▸ **The task**: Beginning at the line containing "# test: mark one point on the grass, one" and continuing to the end of the records below, give each line again exactly as it stands, and only those lines.

▸ **Data to process**:
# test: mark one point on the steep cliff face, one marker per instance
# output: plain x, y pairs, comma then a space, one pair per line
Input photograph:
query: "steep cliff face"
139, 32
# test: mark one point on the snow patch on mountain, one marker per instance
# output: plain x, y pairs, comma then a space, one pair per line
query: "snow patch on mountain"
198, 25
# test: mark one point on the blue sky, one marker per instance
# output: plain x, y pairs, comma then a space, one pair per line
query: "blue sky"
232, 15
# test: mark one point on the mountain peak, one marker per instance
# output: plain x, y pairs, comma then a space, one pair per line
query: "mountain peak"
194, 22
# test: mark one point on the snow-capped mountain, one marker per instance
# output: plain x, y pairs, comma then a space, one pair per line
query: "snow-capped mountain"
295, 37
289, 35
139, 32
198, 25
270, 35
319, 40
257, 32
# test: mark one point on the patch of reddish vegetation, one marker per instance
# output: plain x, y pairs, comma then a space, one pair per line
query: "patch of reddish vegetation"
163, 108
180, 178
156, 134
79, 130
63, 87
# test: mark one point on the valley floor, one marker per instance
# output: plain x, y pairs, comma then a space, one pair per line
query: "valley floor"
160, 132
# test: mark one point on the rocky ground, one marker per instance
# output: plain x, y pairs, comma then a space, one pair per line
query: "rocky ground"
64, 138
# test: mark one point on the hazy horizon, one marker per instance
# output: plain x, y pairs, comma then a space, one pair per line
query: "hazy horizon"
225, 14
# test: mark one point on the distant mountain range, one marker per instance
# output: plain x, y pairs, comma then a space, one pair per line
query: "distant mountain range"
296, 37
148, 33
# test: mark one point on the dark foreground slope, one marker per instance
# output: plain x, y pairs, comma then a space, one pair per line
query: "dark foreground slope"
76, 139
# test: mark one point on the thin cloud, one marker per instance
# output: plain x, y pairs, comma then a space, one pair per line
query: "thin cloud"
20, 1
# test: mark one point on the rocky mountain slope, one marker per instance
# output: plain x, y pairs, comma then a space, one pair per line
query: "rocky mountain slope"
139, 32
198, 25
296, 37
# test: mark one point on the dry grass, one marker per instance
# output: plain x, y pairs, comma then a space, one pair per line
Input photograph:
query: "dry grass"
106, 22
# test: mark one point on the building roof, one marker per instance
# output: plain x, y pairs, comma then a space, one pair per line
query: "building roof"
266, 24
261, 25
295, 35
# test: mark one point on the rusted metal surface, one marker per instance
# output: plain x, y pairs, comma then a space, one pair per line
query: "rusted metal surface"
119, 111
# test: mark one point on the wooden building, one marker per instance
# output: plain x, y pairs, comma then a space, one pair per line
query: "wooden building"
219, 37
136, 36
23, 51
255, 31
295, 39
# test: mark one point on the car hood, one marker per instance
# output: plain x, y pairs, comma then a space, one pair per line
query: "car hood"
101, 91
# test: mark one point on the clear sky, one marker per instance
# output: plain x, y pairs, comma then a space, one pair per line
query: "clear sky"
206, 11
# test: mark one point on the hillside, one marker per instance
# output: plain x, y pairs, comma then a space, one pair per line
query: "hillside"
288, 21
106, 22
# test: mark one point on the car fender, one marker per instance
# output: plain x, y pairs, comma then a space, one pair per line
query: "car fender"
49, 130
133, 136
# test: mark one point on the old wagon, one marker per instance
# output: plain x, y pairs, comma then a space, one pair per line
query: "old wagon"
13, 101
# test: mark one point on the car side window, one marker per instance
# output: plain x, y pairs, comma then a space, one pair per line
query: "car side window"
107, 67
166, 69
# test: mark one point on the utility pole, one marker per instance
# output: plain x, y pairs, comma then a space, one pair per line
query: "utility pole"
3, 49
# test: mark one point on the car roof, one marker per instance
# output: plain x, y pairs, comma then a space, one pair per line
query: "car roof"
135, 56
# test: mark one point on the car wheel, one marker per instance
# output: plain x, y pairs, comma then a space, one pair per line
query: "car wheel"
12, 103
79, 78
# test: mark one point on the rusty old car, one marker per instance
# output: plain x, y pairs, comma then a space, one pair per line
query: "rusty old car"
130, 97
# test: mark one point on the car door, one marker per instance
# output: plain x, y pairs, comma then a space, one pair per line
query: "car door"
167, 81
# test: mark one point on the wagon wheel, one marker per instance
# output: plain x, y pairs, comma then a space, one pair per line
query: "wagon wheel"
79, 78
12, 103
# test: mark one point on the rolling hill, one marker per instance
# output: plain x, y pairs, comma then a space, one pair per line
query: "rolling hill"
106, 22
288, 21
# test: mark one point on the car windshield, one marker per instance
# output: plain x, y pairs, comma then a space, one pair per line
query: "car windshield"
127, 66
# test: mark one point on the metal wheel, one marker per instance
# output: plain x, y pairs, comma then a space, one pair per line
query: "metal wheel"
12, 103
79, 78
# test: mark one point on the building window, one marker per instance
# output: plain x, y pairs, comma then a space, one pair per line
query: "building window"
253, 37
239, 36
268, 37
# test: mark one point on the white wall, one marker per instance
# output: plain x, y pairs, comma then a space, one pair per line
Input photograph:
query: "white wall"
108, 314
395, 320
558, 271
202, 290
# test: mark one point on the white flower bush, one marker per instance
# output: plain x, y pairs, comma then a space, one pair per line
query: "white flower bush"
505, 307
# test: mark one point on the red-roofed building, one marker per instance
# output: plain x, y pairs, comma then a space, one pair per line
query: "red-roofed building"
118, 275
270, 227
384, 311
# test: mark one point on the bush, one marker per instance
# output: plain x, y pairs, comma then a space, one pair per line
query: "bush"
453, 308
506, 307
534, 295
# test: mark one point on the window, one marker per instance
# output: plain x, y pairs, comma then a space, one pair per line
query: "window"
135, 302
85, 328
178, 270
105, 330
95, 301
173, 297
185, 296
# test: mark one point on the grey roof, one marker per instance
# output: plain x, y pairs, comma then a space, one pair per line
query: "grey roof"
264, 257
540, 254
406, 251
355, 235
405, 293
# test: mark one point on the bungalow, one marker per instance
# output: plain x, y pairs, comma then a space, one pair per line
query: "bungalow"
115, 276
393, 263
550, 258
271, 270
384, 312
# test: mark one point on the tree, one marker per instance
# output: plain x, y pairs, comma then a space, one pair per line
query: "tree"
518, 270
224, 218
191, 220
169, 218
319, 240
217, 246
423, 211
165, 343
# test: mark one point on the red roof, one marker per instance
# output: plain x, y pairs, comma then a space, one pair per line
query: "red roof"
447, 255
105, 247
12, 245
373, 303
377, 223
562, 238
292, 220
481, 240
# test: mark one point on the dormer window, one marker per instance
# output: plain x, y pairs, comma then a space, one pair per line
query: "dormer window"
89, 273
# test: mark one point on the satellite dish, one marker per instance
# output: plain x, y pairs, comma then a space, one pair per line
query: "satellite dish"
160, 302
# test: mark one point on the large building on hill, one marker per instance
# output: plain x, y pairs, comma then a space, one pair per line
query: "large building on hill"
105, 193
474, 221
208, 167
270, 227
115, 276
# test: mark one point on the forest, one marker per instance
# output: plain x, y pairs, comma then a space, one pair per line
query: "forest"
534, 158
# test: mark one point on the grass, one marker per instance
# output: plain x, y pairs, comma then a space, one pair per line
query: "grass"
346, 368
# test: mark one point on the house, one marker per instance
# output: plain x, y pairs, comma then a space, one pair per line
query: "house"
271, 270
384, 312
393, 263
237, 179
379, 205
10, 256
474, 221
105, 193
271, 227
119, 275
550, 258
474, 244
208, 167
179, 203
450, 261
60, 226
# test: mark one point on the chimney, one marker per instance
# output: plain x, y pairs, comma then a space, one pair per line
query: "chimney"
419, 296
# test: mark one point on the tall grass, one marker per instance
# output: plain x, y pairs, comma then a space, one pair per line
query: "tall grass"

▸ **Expected answer**:
# test: mark one point on the grass, one marker per instance
# output: plain x, y pairs, comma then a space, one pair per line
query: "grass"
346, 368
# test: mark one point on the house, one marker per instance
# output: plain x, y pairs, comma then a space, one pair per line
query: "house"
271, 270
384, 312
393, 263
237, 179
379, 205
10, 256
474, 221
105, 193
271, 227
119, 275
550, 258
474, 244
208, 167
179, 203
450, 261
60, 226
# test: mark one point on the chimney, one marker per instance
# output: plain x, y pairs, comma then a space, one pair per line
query: "chimney"
419, 296
# test: mark one point on the tall grass, one marker per instance
# output: plain x, y pairs, comma then a space, one pair per line
query: "tall grass"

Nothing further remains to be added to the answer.